What to produce:
Starting with the line that holds "Phrase: headlight", copy out each remaining line of the listing below, up to and including the last one, and include nothing else.
--- Start Records shown ---
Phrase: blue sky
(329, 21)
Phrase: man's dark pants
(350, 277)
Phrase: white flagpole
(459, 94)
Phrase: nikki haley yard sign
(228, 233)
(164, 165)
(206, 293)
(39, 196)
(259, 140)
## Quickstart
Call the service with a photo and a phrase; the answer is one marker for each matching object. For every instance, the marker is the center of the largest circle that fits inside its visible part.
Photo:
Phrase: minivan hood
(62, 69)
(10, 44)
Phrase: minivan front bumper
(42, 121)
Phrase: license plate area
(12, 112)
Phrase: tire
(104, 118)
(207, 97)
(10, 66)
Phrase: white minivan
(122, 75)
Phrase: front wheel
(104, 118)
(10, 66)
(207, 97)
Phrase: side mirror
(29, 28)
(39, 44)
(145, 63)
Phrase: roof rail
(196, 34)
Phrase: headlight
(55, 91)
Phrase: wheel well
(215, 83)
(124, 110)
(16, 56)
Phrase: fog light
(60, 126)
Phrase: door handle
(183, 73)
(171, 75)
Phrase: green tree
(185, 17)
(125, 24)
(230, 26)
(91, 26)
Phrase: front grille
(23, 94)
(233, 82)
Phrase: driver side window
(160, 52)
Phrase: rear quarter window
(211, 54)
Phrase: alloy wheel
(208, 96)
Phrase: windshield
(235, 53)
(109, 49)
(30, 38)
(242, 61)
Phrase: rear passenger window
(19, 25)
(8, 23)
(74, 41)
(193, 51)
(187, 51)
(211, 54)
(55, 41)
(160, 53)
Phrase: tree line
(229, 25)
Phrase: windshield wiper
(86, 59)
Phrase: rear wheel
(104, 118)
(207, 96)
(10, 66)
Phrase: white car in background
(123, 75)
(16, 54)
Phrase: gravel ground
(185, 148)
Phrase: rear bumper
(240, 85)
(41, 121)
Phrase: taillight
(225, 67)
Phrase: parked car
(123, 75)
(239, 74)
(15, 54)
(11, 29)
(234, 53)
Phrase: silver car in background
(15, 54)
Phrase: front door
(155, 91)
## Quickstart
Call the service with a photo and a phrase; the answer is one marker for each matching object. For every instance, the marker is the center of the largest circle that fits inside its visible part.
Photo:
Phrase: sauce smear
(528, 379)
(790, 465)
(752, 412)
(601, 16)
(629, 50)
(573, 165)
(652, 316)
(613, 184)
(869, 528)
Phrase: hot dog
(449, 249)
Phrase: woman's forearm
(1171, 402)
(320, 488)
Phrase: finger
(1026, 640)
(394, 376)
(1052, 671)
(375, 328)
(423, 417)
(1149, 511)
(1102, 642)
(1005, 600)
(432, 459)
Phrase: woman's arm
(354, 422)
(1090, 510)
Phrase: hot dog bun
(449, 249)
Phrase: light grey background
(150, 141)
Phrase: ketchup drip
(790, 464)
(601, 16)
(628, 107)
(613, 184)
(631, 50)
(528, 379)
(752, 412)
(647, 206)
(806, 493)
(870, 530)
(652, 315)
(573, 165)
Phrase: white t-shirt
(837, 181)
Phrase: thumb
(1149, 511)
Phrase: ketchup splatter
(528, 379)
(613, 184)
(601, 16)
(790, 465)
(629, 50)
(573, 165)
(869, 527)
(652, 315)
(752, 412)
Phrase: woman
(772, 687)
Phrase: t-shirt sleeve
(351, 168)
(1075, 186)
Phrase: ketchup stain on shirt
--- End Records shown ---
Final answer:
Phrase: headlight
(55, 91)
Phrase: wheel well
(215, 83)
(124, 110)
(16, 56)
Phrase: fog light
(60, 126)
Phrase: door handle
(183, 73)
(171, 75)
Phrase: green tree
(185, 17)
(125, 24)
(230, 26)
(91, 26)
Phrase: front grille
(23, 94)
(233, 82)
Phrase: driver side window
(160, 52)
Phrase: rear quarter window
(211, 54)
Phrase: alloy wheel
(208, 96)
Phrase: windshield
(235, 53)
(109, 49)
(30, 38)
(242, 61)
Phrase: rear passenger window
(19, 25)
(8, 23)
(74, 41)
(193, 51)
(187, 51)
(211, 54)
(55, 41)
(160, 53)
Phrase: tree line
(229, 25)
Phrase: windshield wiper
(86, 59)
Phrase: rear wheel
(104, 118)
(207, 96)
(10, 66)
Phrase: white car in background
(123, 75)
(16, 54)
Phrase: gravel ground
(185, 148)
Phrase: rear bumper
(240, 85)
(41, 121)
Phrase: taillight
(225, 67)
Phrase: parked car
(123, 75)
(239, 74)
(15, 54)
(11, 29)
(234, 53)
Phrase: silver car in background
(15, 54)
Phrase: front door
(155, 91)
## Quickstart
Call the service with a photo and a phrase; the answer is one marker for each matching object. For every instance, the marker is the center of the largest circle that fits inside its visible part.
Photo:
Phrase: sauce smear
(528, 379)
(790, 465)
(752, 412)
(601, 16)
(629, 50)
(573, 165)
(652, 316)
(613, 184)
(869, 528)
Phrase: hot dog
(449, 249)
Phrase: woman's forearm
(1171, 402)
(320, 488)
Phrase: finger
(1026, 640)
(394, 376)
(1052, 671)
(375, 328)
(423, 417)
(1149, 511)
(1102, 642)
(1005, 600)
(432, 459)
Phrase: woman's arm
(354, 422)
(1090, 510)
Phrase: hot dog bun
(449, 249)
Phrase: light grey background
(150, 141)
Phrase: ketchup drip
(790, 464)
(601, 16)
(628, 107)
(613, 184)
(631, 50)
(528, 379)
(752, 412)
(647, 206)
(806, 493)
(870, 530)
(652, 315)
(573, 165)
Phrase: white t-shirt
(837, 181)
Phrase: thumb
(1149, 511)
Phrase: ketchup splatter
(528, 379)
(613, 184)
(601, 16)
(790, 465)
(629, 50)
(573, 165)
(869, 527)
(652, 315)
(752, 412)
Phrase: woman
(772, 687)
Phrase: t-shirt sleeve
(351, 168)
(1075, 186)
Phrase: ketchup stain on shirt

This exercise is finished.